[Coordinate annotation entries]
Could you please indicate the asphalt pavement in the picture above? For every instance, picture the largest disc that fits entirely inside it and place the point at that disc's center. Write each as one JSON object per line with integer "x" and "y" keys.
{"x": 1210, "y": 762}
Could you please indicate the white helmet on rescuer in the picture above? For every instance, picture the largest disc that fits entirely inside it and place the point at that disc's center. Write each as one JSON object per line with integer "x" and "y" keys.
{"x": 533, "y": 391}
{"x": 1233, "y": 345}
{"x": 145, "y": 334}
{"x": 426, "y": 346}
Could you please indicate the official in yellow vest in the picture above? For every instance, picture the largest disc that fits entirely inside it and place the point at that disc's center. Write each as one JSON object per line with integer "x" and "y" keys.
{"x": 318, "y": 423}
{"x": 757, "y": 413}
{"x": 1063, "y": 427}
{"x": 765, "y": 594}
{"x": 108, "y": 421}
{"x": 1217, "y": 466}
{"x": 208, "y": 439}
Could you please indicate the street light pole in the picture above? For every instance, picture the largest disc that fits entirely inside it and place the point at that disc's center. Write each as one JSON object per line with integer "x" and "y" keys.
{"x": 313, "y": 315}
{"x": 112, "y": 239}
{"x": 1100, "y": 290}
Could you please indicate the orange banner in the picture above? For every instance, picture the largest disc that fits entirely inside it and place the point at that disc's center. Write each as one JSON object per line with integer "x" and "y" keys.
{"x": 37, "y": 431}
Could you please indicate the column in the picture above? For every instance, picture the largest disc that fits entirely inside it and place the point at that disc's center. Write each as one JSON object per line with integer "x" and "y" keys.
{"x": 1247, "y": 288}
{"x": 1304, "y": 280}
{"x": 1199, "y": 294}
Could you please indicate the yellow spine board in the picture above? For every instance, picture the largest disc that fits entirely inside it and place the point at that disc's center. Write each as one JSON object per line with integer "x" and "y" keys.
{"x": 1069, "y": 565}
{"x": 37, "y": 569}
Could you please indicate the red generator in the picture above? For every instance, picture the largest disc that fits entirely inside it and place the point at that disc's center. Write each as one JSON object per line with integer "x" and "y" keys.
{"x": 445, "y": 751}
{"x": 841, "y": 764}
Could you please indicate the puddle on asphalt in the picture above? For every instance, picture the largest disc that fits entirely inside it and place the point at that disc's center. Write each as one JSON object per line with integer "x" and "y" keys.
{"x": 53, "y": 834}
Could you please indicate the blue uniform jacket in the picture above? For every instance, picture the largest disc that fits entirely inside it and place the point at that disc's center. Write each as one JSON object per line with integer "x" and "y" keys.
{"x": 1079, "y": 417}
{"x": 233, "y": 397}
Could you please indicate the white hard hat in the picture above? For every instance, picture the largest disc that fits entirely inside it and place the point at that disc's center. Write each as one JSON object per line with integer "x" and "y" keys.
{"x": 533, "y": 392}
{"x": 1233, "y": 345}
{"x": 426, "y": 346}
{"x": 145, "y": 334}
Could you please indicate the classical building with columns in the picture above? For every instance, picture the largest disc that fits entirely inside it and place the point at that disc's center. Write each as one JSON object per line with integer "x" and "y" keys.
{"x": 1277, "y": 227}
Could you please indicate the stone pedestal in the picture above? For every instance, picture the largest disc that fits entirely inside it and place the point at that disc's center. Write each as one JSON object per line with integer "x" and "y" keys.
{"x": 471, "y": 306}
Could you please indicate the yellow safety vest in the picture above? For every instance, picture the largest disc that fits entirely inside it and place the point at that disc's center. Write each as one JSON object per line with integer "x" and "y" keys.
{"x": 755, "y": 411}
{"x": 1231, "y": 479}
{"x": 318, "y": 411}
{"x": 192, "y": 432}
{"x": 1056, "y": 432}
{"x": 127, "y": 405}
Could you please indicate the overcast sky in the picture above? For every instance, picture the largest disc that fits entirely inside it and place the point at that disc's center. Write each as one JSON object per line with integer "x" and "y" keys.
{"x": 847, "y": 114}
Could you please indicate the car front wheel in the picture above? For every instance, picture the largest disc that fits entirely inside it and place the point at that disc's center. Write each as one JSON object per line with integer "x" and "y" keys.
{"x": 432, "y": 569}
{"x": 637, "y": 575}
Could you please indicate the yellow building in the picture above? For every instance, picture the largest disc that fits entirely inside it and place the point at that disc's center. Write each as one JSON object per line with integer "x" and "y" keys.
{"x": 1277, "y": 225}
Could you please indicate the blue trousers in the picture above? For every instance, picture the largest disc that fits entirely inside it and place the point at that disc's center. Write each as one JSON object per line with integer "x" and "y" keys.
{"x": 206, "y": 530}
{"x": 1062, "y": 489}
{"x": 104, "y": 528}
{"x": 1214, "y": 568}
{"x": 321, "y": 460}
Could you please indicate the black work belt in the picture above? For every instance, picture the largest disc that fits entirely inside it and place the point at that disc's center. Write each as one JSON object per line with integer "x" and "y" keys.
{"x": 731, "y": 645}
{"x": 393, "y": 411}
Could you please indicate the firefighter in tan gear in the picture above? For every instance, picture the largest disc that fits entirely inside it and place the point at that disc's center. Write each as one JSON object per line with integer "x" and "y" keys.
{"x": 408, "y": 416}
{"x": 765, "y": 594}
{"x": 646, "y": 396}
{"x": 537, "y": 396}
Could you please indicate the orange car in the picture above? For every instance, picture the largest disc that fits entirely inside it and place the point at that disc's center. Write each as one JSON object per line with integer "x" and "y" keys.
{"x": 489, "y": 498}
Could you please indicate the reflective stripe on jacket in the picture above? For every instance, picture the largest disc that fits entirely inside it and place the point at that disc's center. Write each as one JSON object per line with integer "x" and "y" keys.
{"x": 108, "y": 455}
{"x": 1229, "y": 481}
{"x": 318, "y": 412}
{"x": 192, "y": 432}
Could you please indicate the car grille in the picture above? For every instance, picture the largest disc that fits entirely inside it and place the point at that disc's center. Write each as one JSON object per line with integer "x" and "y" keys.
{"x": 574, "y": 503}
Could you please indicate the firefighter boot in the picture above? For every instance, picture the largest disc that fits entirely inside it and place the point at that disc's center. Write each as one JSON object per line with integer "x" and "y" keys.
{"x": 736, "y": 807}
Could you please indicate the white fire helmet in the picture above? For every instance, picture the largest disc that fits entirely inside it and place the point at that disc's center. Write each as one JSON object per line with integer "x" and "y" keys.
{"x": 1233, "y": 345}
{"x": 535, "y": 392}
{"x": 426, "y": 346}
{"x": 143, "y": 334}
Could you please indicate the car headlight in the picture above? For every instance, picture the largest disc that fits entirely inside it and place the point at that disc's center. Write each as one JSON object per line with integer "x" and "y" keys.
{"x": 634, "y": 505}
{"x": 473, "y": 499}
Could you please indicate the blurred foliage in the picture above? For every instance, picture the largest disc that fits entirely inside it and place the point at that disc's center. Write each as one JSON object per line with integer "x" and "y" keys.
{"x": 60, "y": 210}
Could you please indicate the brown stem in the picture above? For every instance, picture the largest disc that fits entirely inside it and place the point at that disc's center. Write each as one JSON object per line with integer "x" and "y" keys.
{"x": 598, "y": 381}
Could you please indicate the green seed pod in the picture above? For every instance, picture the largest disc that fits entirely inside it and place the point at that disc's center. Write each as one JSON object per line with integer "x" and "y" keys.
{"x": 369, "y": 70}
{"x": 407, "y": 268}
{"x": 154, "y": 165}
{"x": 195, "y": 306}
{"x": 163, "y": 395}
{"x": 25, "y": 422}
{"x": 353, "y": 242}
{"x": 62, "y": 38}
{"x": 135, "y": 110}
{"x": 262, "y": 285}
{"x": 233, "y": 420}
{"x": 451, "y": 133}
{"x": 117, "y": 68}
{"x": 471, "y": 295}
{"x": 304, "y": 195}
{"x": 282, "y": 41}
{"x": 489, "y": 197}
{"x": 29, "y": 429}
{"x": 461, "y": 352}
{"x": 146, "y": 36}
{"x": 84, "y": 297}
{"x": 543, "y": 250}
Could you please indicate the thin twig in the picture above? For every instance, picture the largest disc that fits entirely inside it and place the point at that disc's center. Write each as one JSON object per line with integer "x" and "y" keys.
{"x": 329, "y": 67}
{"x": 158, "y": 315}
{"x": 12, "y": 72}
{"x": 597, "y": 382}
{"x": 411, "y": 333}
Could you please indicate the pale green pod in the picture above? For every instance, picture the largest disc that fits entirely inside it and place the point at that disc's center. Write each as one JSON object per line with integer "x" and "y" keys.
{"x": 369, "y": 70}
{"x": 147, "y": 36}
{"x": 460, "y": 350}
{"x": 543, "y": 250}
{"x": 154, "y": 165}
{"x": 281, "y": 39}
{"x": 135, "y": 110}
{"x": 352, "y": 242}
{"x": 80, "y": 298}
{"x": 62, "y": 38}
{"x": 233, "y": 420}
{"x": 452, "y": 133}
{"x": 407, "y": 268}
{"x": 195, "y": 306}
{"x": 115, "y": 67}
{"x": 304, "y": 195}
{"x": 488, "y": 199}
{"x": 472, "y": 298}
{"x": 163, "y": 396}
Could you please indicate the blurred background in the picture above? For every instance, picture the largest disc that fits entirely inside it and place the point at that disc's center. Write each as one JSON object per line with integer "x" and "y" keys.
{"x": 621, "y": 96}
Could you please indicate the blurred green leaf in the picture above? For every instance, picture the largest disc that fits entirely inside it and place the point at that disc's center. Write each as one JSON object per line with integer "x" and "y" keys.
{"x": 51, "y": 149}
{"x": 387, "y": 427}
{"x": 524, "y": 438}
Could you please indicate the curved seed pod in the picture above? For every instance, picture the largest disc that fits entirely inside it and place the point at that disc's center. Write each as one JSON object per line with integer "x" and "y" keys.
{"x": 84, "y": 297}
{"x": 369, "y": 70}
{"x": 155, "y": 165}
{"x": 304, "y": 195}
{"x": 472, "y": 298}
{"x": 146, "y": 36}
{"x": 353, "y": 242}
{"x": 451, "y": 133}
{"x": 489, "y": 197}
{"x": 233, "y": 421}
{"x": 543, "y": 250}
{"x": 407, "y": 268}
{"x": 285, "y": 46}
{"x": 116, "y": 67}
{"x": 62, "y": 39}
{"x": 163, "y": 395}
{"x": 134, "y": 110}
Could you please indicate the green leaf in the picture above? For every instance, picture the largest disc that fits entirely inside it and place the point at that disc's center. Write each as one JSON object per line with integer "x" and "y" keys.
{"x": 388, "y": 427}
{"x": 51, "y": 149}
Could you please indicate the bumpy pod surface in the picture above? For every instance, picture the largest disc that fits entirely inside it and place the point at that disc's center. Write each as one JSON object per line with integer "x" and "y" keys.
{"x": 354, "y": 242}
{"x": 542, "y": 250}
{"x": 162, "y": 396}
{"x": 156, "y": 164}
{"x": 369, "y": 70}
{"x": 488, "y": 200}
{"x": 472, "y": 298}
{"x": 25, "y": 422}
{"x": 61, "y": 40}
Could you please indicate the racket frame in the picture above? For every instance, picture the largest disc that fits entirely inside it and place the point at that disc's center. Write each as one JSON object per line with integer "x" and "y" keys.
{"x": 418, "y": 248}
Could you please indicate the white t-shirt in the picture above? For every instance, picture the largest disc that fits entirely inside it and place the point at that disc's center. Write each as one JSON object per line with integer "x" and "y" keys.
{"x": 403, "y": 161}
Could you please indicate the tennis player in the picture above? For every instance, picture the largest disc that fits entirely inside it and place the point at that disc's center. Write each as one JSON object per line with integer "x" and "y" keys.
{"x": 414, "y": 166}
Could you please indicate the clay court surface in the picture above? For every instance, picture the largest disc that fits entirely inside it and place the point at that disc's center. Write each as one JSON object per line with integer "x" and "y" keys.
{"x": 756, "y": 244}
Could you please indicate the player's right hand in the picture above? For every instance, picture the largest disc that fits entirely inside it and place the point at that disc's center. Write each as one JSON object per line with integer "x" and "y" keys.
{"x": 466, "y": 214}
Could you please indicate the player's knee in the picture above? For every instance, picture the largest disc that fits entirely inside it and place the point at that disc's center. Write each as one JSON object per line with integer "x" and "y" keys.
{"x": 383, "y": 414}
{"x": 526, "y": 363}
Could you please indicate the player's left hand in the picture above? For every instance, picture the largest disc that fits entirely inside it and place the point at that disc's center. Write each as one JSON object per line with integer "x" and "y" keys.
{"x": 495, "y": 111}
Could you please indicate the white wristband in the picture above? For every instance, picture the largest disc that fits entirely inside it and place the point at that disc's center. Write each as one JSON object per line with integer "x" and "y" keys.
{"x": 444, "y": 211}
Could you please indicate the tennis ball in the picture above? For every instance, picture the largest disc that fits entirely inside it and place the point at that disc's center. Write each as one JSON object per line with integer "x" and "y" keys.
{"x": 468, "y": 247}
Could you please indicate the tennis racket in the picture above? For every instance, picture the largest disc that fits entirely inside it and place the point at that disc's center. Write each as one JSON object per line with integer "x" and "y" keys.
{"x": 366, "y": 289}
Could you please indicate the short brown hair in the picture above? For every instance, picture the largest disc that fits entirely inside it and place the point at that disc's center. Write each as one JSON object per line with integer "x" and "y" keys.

— Directions —
Exactly reproduce the lines that run from the line with "Could you please indicate the player's left" through the last line of the records, inclusive.

— Answer to the problem —
Could you please indicate the player's left hand in the picture above? For every instance, picture the largest disc that fits entirely inside it and place the point at that disc's center. Write each as one JSON object per line with integer "x" and "y" keys.
{"x": 495, "y": 111}
Could you please indicate the white wristband in the picture above? For every instance, picture the largest disc that fits entirely inside it and place the point at that disc's center. Write each as one JSON object per line with integer "x" and "y" keys.
{"x": 444, "y": 211}
Could you please indicate the tennis ball in the picture above? For every instance, picture the largest disc that fits entirely inside it and place the point at that disc's center. Write each as one JSON object per line with integer "x" and "y" keys.
{"x": 468, "y": 247}
Could you please indicate the tennis racket in the picture above? For every instance, picture the largest disc that fits entirely inside it and place the point at that disc's center. Write each as one JSON object per line with integer "x" and "y" keys.
{"x": 366, "y": 289}
Could you please indicate the short brown hair in the picture above? For every instance, picture the largest disc that fits entirely inside it and place the point at that disc's center. Write each as one JSON object per line with integer "x" and "y" keys.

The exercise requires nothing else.